What is required ▸
Only the lines from the one containing "Where can the metal" through the last line below should be written out, exactly and with both ends kept.

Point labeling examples
-----

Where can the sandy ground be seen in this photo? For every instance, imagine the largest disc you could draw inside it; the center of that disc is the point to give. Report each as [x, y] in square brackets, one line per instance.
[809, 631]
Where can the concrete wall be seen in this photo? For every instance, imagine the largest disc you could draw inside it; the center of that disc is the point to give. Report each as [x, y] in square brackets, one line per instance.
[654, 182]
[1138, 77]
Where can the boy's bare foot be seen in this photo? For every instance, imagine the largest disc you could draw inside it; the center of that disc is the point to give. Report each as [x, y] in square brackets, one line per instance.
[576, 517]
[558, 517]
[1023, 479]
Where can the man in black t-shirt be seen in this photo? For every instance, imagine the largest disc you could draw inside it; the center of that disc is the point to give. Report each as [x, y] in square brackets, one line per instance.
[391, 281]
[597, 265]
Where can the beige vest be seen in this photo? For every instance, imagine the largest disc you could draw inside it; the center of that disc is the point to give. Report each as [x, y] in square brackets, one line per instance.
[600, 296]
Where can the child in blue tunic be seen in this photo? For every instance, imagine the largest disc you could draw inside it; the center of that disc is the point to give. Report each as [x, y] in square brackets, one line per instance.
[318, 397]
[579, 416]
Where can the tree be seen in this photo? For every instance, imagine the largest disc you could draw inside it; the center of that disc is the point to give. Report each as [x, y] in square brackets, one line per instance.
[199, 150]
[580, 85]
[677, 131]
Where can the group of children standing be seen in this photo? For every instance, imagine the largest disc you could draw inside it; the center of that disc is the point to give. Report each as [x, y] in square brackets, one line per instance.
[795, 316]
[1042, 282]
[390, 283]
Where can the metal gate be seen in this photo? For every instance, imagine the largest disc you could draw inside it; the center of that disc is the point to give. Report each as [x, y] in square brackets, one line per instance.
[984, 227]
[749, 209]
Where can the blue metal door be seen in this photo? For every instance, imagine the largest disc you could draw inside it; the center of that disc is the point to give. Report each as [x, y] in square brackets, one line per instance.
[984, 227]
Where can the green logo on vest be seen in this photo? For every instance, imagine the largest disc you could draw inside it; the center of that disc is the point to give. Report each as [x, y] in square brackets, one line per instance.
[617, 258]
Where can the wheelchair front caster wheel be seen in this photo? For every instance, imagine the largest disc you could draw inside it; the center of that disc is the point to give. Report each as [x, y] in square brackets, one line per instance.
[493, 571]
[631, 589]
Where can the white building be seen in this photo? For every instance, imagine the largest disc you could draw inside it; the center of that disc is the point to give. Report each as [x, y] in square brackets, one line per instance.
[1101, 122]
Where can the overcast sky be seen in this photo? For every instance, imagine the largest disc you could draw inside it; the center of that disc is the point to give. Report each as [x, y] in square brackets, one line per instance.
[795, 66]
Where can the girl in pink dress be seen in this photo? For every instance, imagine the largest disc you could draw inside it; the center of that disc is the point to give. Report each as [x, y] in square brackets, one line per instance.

-----

Task response ▸
Where can the metal gate be seen in this photo? For every instance, imagine the largest disc you could draw inside it; the center of that disc is the point to give. Report each as [x, y] in square brackets, one line per instance.
[984, 227]
[749, 209]
Where can the blue metal door be seen in this photo? For every instance, imagine the largest disc you could draw inside it; the center of that disc is the point to give. Report each as [x, y] in square brackets, one line per instance.
[984, 227]
Where can the green logo on vest be seen in this photo? For every instance, imagine the largest disc you could draw inside it; the center of that disc is the point to give. Report each as [x, y] in square brackets, one line per instance.
[617, 258]
Where can the wheelchair front caster wheel be seen in this photo? For every instance, imagine the largest disc you could draw inside it; the center of that disc is the point to give. Report each as [x, y] in square brackets, one line per instance.
[493, 571]
[631, 589]
Where can the white building be seen in this photo? For every instance, imagine the largest disc you could draw inside it; the center of that disc is the point to give. Report each as [x, y] in square brackets, one line per instance.
[1101, 122]
Where can the overcast sky be seen in this photo? For every instance, imagine the largest disc you could draw inside it; the center of that disc is the point to give. Report each as [x, y] in square brackets, one line per instance.
[795, 66]
Where can the girl in pink dress be seen in this photo? For every instance, imagine the largest disc you could draw inside it; the center of that disc is the point to give. Report each as [x, y] in square brackets, one line per instance.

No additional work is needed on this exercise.